> **WHAT YOU SHOULD DO**
Please copy out each of the items below word for word, and leave the pictures out of your answer.

> **DATA LISTING**
☆ ☆ ☆ ☆ ☆
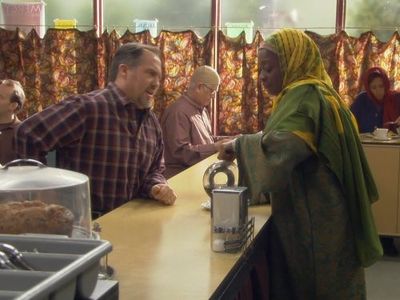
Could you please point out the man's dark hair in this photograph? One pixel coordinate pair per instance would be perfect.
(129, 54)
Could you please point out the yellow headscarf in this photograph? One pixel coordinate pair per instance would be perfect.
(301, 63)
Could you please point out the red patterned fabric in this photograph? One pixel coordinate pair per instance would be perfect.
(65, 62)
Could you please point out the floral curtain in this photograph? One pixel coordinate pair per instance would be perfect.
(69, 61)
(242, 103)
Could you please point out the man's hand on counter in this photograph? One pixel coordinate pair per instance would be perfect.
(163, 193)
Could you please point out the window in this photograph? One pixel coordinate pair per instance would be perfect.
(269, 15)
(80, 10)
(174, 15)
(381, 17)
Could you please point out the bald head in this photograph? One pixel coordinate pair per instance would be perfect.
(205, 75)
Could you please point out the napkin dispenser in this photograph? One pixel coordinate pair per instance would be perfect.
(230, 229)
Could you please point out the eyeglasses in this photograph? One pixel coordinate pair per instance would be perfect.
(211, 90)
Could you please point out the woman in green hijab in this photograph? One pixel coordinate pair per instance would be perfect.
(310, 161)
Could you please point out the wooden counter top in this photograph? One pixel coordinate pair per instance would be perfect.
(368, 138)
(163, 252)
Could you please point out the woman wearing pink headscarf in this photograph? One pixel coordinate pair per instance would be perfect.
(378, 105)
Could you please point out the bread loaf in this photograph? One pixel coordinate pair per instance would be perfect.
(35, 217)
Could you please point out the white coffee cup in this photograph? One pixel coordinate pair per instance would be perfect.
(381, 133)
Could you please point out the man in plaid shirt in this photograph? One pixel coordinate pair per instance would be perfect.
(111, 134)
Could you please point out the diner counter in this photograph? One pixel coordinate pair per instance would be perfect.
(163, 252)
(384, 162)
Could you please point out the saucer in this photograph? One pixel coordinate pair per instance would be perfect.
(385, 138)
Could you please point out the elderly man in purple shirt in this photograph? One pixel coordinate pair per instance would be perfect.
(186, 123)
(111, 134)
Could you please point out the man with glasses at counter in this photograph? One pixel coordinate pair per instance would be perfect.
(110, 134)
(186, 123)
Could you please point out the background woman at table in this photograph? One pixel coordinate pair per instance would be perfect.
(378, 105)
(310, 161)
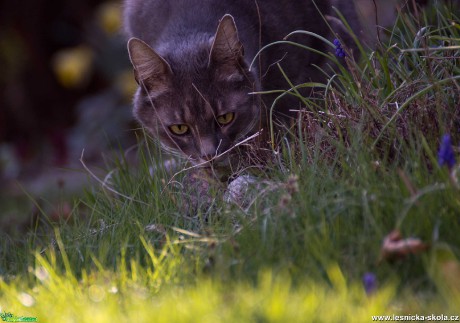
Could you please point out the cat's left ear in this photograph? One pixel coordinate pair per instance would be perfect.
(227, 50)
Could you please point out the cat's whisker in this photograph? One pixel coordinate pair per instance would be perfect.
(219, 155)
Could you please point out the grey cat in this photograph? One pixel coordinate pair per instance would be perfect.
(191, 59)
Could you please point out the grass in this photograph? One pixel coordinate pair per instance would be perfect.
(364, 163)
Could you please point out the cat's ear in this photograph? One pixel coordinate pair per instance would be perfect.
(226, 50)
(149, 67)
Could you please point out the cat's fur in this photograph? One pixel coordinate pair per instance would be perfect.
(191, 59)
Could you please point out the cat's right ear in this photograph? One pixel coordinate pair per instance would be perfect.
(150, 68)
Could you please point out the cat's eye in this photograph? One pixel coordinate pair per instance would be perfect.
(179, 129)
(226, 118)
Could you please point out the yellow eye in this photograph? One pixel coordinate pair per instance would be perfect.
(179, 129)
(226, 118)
☆ ☆ ☆ ☆ ☆
> **ANSWER TO THIS EXERCISE**
Could you please point out the man's dark hair in this photograph? One pixel coordinate pair per instance would be perfect.
(129, 54)
Could you please point out the yellow headscarf in this photograph? One pixel coordinate pair per instance would be perfect.
(301, 63)
Could you please point out the red patterned fabric in this photograph? One pixel coordinate pair per instance would be perfect.
(65, 62)
Could you please point out the floral curtain in this photograph? One pixel coordinate pair per instance would be perfect.
(69, 61)
(242, 103)
Could you please point out the man's hand on counter in this photograph? One pixel coordinate pair per instance would be perfect.
(163, 193)
Could you please point out the window in this photograph? One pixel coordinate pair per instance would be perfect.
(269, 15)
(80, 10)
(174, 15)
(381, 17)
Could you please point out the bald head in this photograph? One pixel coordinate pair per instance would be perfect.
(205, 75)
Could you please point out the napkin dispenser in this photograph? One pixel coordinate pair per instance would be perfect.
(230, 229)
Could you please point out the eyeglasses in this photograph? One pixel coordinate pair per instance would be perfect.
(211, 90)
Could you please point out the woman in green hijab in this photograph? One pixel coordinate pair per instance would be perfect.
(310, 161)
Could you please point out the wooden counter top in this photograph? One pixel coordinate pair per instance would be perfect.
(368, 138)
(163, 252)
Could you please point out the woman wearing pink headscarf in this photograph? One pixel coordinate pair per instance would be perfect.
(378, 105)
Could you please point out the bread loaf in this photograph? One pixel coordinate pair per instance would be perfect.
(35, 217)
Could you please point out the white coffee cup in this photograph? One pixel coordinate pair per instance would be perfect.
(381, 133)
Could you please point out the man in plaid shirt in this photograph? One pixel coordinate pair per instance would be perfect.
(111, 134)
Could you please point out the diner counter in this photograph? One pixel coordinate pair per instance would be perfect.
(163, 252)
(384, 162)
Could you please point out the saucer in this photograph? One pixel coordinate pair per instance would be perfect.
(385, 138)
Could you please point out the elderly man in purple shirt in this photograph? One pixel coordinate pair per instance would be perfect.
(186, 123)
(111, 134)
Could you please point out the man with glasses at counter in this photograph? One pixel coordinate pair per instance would be perfect.
(110, 134)
(186, 123)
Could you please point out the background woman at table in this photograph? One pixel coordinate pair per instance would be perfect.
(378, 105)
(310, 161)
Could you please point out the cat's left ear in this photograph? One pixel coordinate pair per instance would be perfect.
(227, 50)
Could you please point out the cat's whisker in this photograph? One pixel coordinate pair per instance would be perfect.
(219, 155)
Could you please point out the grey cat in this photograph? One pixel coordinate pair per instance would be perfect.
(191, 59)
Could you please point out the grass in this photograph? One pixel coordinate pair per instance would be perfect.
(364, 163)
Could you please point out the cat's ear in this photograph? One pixel coordinate pair per instance would be perfect.
(226, 50)
(149, 67)
Could you please point out the cat's fur in this photograph? One pixel coordinate pair per instance would be perfect.
(191, 59)
Could you please point out the cat's right ear in this photograph? One pixel coordinate pair per instance would be perfect.
(150, 68)
Could you please point out the cat's eye in this photograph? One pixel coordinate pair per instance would be perfect.
(179, 129)
(226, 118)
Could you please point out the yellow eye in this photograph? One pixel coordinate pair per instance would be perfect.
(179, 129)
(226, 118)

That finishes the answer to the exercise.